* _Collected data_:
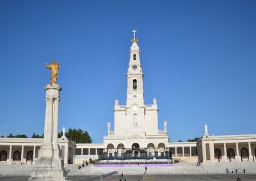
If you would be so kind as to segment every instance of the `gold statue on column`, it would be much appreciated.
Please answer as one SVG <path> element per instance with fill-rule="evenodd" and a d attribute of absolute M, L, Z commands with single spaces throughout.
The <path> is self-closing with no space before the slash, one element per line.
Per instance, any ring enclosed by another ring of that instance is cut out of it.
<path fill-rule="evenodd" d="M 57 76 L 59 73 L 60 63 L 56 63 L 54 60 L 52 61 L 51 65 L 48 65 L 46 63 L 46 68 L 47 69 L 51 69 L 51 83 L 56 83 Z"/>

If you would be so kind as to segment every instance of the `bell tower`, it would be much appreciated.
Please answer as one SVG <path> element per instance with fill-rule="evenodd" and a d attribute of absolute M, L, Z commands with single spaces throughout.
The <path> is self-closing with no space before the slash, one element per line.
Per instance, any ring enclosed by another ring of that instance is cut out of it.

* _The problem_: Report every line of the collected data that contains the word "segment", copying each such line in full.

* _Output for this task_:
If you would be so kind as to segment every instance of the `gold statue on column`, it would be much appreciated.
If you would be so kind as to segment every instance of the `bell tower`, it would be much appreciated.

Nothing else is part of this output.